(EXERCISE) Continue the blog post below about a traffic stop on a New Jersey highway, picking up right after its last line.

(EXCERPT TO READ)

::::

Sunday, February 19, 2012

Bad Example


It is Wednesday morning, and, like all Wednesday mornings, Sophia and I are in the car, headed two hours North for my mother’s nursery school. Sophia is happily chewing her way through a Dunkin’ Donuts cinnamon raisin bagel, quietly watching the scenery fly by. Something compels me to turn on New Jersey radio, usually so offensive to my ears, to listen to the traffic, which I know comes on at exactly 7:33 AM.


The report is said in one long sentence, full of clauses referring to this highway or that parkway. The ability to take in this information, to single out the roads you depend upon and quickly listen for the state of their alternate routes, should be a subtest on an IQ exam--maybe for processing speed. Or perhaps it is a form of decoding. There is a certain music to the these reports, a language with its own grammar and vocabulary. When I listen to the traffic in other places, it is foreign and impenetrable. PA, with it’s colloquial terms for it’s main arteries took me several months to learn: The Shulkill, The Blue Route--roads never referred to by the numbers that appear on maps. But NJ, I speak fluently.


So I am quickly able to discern that we are going the wrong way. Two exits up (exactly 14 miles away) there is an overturned car and a 10-mile back up that will cost me at least an additional hour. I quickly take the only exit that will spare me this fate.


As I head down the road less traveled, a calmness passes through me. Sure, we will now be plagued with red lights and 40 mph speed limits, but at least I will not be a prisoner, sandwiched between other cars, inching my way mile by mile.


When we finally re-enter the highway, I feel liberated. Sophie is listening to her music, I’m plugged into a Fresh Air podcast, lost in an interview. I steer us into the fast lane, gain speed, pass two cars on my right and--


Oh no. A police car.


I am in the cars-only lanes. The police car is in the truck lanes. A median stands between us, so it is possible that he will stay on his side. I quickly maneuver into the middle lane, hitting the breaks to match the speed of the cars I have just passed.


Oh no. He’s coming over.


I am the kind of person who cries when she gets in trouble. The sting that precedes the tears makes me sneeze.


Red and blue lights flash behind me. I’ve got to give Sophie a heads up. “Sophie,” I say, “I am getting pulled over by a cop. I need you to be very quiet.”


“Why?”

::::

(DATASET EXTRACT)
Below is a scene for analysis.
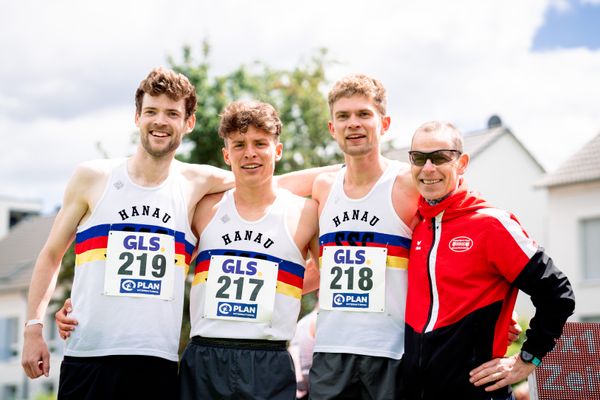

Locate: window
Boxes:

::::

(TASK RESPONSE)
“Because mommy was going too fast.” Why do I speak of myself this way, in the third person? Am I trying to separate myself from her--this person who was breaking the law--or do I do this all the time?


“Why were you going too fast? What is he going to do? Are we going to stop right here? On the road?”


“Yes. Shhh. Please.”


He walks over to the car. I’ve got my hands at ten and two. He bends down and I lower the window. He looks like a teenager. I feel my cheeks flush.


“Do you know why I pulled you over?”


“No, officer.” I don’t know why I am saying this, because I do know why he pulled me over.


“You were going 87 MPH.”


“Really?” I say. I am incredulous. I speed, but I generally try to keep to the flow of traffic. Eighty-seven is completely uncalled for. And with Sophie in the car. I am appalled at my own behavior,

“I’m so sorry,” I stammer, “I must have been zoning.” I should shut up right now.


“License and registration.”


“I need to reach into my glove compartment.”


“Go ahead.”


“Mommy, what are you doing?’


“Shhhh. Sophie. I’ll talk to you in a minute.” I hand him the cards. He studies them for a moment.


“You have a clean record?”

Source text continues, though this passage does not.